* A run of records *
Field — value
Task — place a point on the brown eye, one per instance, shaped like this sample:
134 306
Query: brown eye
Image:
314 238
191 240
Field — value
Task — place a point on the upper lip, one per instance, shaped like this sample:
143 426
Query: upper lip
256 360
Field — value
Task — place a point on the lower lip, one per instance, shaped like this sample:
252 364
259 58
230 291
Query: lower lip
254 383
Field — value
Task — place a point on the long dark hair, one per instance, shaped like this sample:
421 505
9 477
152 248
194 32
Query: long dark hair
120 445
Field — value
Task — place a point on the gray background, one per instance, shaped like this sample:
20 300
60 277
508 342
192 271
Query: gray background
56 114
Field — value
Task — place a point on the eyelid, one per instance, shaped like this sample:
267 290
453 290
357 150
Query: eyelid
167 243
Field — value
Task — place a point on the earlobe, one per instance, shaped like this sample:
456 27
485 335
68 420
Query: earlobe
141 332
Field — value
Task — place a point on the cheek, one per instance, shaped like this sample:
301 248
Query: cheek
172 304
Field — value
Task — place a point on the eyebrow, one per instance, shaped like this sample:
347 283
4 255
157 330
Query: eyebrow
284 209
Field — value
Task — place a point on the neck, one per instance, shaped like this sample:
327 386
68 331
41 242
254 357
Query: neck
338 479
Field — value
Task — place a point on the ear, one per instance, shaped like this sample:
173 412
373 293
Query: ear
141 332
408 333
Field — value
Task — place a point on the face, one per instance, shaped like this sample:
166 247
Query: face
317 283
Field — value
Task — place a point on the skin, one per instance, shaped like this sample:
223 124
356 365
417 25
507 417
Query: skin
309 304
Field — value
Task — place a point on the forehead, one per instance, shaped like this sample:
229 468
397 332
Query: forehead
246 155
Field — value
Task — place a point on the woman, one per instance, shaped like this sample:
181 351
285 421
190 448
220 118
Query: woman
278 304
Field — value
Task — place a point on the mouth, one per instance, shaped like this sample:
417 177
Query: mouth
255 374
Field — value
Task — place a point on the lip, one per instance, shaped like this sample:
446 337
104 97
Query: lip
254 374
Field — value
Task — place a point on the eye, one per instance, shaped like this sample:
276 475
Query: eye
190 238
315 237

* Problem requirements *
Repeat the material from above exactly, word for word.

* Solution to this problem *
Field — value
Task — place a point on the brown eye, one per instance, shaped like this sample:
134 306
Query: brown eye
Image:
314 238
191 240
Field — value
Task — place a point on the upper lip, one per instance, shaped like this sample:
143 426
Query: upper lip
256 360
Field — value
Task — place a point on the lower lip, one per instance, shaped like this sample:
252 364
259 58
230 291
Query: lower lip
254 383
Field — value
Task — place a point on the long dark hair, one per instance, shaped like this sample:
421 505
9 477
152 248
194 32
Query: long dark hair
120 445
Field — value
Task — place a point on the gray background, one per instance, shaped like this sample:
20 300
60 277
508 342
192 271
Query: gray background
56 114
Field — value
Task — place a point on the eyelid, one per instance, shaped like this sample:
267 290
453 290
357 150
Query: eyelid
167 243
Field — value
Task — place a point on the earlobe, one per instance, shaped like this sample:
456 27
485 335
68 420
Query: earlobe
141 332
Field — value
Task — place a point on the cheek, one per instance, shaped like this sample:
301 248
Query: cheek
172 304
Field — value
Task — place a point on the eyebrow, one per instance, shaped like this sample:
347 283
4 255
157 330
Query: eyebrow
284 209
Field — value
Task — place a point on the neck, one per instance, shaped like this sample:
327 386
68 331
41 242
254 357
Query: neck
338 479
Field — value
Task — place a point on the ear, one per instance, shaped like this sample:
173 412
373 293
Query: ear
141 332
408 333
Field — value
Task — place a point on the face, one per instance, shaped like this sample:
166 247
Query: face
317 283
Field — value
Task — place a point on the skin, one per instance, shaped like this sample:
223 124
356 365
417 25
507 417
Query: skin
309 304
Field — value
Task — place a point on the forehead, one per instance, shaped like this sample:
229 468
397 332
Query: forehead
246 155
Field — value
Task — place a point on the woman, one per instance, shaped like this sample:
181 351
285 421
190 448
220 118
Query: woman
278 304
Field — value
Task — place a point on the mouth, one per instance, shaped like this sample:
417 177
Query: mouth
255 374
Field — value
Task — place a point on the lip, one per instance, shaped like this sample:
446 337
104 97
Query: lip
254 374
Field — value
Task — place a point on the eye, one per instance, shaped like this sample:
276 475
Query: eye
190 238
315 237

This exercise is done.